▸ **What is expected**:
Word for word, copy the records that follow.

▸ **Data for the task**:
=== Section Start ===
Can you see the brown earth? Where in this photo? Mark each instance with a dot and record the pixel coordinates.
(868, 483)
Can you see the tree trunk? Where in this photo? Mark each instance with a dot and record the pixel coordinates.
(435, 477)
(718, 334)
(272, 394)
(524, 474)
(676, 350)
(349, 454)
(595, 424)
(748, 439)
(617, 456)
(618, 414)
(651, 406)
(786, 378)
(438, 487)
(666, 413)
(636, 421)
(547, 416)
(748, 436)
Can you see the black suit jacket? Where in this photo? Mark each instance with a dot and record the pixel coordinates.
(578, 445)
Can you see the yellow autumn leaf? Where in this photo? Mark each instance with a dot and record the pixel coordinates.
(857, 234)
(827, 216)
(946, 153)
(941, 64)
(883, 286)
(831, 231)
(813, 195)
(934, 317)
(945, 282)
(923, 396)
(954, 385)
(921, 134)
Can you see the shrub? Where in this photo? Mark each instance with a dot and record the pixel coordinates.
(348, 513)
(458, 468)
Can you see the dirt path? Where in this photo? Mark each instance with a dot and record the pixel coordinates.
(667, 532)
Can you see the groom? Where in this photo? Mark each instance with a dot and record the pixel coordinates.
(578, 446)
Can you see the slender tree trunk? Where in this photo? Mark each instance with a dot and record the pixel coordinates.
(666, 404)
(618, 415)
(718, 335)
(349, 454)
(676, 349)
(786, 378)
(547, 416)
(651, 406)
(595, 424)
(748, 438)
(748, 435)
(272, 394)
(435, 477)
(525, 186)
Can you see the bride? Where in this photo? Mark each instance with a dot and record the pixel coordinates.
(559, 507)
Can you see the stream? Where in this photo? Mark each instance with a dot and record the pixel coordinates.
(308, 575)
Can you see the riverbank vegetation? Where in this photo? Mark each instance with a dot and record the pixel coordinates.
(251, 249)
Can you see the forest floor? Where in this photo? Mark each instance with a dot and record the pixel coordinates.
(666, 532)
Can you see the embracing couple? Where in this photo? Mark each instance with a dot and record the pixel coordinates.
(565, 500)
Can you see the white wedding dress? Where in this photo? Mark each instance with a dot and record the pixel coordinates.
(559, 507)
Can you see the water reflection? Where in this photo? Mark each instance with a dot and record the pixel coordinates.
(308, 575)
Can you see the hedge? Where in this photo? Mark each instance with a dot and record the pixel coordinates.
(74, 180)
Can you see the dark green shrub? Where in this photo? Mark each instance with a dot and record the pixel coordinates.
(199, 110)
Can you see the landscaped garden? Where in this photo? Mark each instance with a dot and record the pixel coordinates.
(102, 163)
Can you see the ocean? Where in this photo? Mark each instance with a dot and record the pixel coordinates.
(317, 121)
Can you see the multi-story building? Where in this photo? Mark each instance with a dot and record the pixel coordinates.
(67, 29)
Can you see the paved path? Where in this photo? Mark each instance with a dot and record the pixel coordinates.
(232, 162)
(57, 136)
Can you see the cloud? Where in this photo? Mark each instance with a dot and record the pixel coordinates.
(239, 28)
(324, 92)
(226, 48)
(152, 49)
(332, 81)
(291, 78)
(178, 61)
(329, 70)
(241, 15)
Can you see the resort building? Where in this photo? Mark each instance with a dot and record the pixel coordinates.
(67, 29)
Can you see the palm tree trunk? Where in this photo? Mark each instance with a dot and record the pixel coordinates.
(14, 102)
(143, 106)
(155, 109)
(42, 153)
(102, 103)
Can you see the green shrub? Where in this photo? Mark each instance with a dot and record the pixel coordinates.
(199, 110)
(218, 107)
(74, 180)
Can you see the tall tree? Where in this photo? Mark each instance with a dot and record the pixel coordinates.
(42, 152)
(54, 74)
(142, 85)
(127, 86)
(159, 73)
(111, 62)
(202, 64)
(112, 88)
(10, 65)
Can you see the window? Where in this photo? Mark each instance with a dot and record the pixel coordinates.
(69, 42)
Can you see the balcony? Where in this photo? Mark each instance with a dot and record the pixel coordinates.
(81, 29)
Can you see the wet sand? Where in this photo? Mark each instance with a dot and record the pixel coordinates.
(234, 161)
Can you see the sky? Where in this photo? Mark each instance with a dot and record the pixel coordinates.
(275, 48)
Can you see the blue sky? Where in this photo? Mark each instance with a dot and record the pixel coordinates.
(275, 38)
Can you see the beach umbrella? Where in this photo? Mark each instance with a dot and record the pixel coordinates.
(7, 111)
=== Section End ===
▸ **Task answer**:
Can you see the brown earth? Where in this photo? Mark each instance with a dot and record the pixel coordinates.
(868, 483)
Can you see the tree trunk? Where in this photo? Mark each instance with a dot and record the pixel coordinates.
(435, 477)
(718, 334)
(272, 394)
(524, 474)
(676, 350)
(349, 454)
(595, 424)
(748, 439)
(617, 456)
(618, 414)
(651, 406)
(786, 378)
(438, 487)
(666, 413)
(636, 421)
(547, 416)
(748, 436)
Can you see the black suit jacket? Where in this photo? Mark each instance with a dot and record the pixel coordinates.
(578, 445)
Can you see the yellow autumn leaf? Where in this photo? Mark each instance with a dot and record the pixel coordinates.
(857, 234)
(827, 216)
(946, 153)
(941, 64)
(883, 286)
(831, 231)
(813, 195)
(934, 317)
(945, 282)
(923, 396)
(954, 385)
(921, 134)
Can you see the shrub? Where in this photo? Mark each instance with a dot and record the pixel coordinates.
(348, 513)
(458, 468)
Can you see the dirt path? Where in this photo? Mark each instance with a dot and record the pixel coordinates.
(667, 532)
Can you see the groom? Where in this photo? Mark each instance with a dot and record the pixel coordinates.
(578, 446)
Can you see the slender tree trunk? Where in this photo? Mark each instance with a dot and record the pixel coordinates.
(666, 404)
(618, 415)
(718, 335)
(349, 454)
(676, 349)
(786, 378)
(547, 416)
(651, 406)
(595, 424)
(748, 438)
(748, 435)
(272, 394)
(435, 477)
(525, 186)
Can you see the bride? Where in this photo? Mark each instance with a dot and record the pixel coordinates.
(559, 507)
Can you see the stream? Where in this photo? Mark each instance with a dot and record the pixel coordinates.
(308, 575)
Can you see the riverbank vegetation? Where in this photo? Mark each instance with a dot and record the pixel coordinates.
(251, 249)
Can you see the forest floor? Where in this photo? Mark each instance with a dot and record the pixel coordinates.
(666, 532)
Can you see the embracing couple? Where in this photo? Mark each instance with a dot and record the pixel coordinates.
(565, 500)
Can you see the white wedding dress? Where in this photo? Mark each instance with a dot and record the pixel coordinates.
(559, 507)
Can you see the water reflection? Where in this photo? Mark each instance with a dot and record the pixel coordinates.
(308, 575)
Can you see the hedge? Where in this photo? Mark each instance with a dot and record the pixel coordinates.
(74, 180)
Can you see the dark green shrub? Where in this photo? Mark each instance with a dot and record the pixel coordinates.
(199, 110)
Can you see the landscaped garden? Where in this photo? Mark each instance with a dot and record the pixel coordinates.
(102, 163)
Can you see the ocean? Where in this photo? Mark each instance with a dot and record the pixel coordinates.
(317, 121)
Can you see the multi-story building? Where in this photo? Mark each instance with a dot and record the pixel coordinates.
(67, 29)
Can you see the paved path? Where in this photo? Mark each instance with a dot and record the pixel coordinates.
(232, 162)
(57, 136)
Can you see the cloud? Where in this photo? Mark each instance with a dot and record the pixel coordinates.
(239, 28)
(324, 92)
(226, 48)
(152, 49)
(332, 81)
(291, 78)
(178, 61)
(329, 70)
(241, 15)
Can you see the resort building? Where in this photo? Mark each instance with a dot and record the pixel coordinates.
(67, 29)
Can you see the palm tree trunk? Where in this photo? Mark each instance with a dot and record the pixel coordinates.
(14, 102)
(143, 106)
(155, 109)
(42, 153)
(102, 103)
Can you see the green shrub? Where in this photo? Mark each instance with a dot and record the pixel coordinates.
(199, 110)
(218, 107)
(74, 180)
Can you see the tall tree? Where in this photo? Mark each instance with a dot and record the pixel coordinates.
(42, 152)
(54, 74)
(142, 85)
(127, 86)
(159, 73)
(111, 62)
(202, 64)
(112, 88)
(10, 65)
Can you see the window? Where in this photo? Mark each instance with a dot and record the pixel coordinates.
(69, 42)
Can you see the balcony? Where in this photo? Mark each instance with a dot and record the pixel coordinates.
(81, 29)
Can you see the wet sand? Where in this photo? Mark each instance with a dot and record the pixel coordinates.
(234, 161)
Can you see the sky? Where in this photo? Mark each instance with a dot and record the pixel coordinates.
(275, 48)
Can you see the blue sky? Where in this photo? Mark each instance with a dot and record the pixel coordinates.
(275, 38)
Can you see the beach umbrella? Where in this photo? Mark each instance with a dot and record the pixel coordinates.
(7, 111)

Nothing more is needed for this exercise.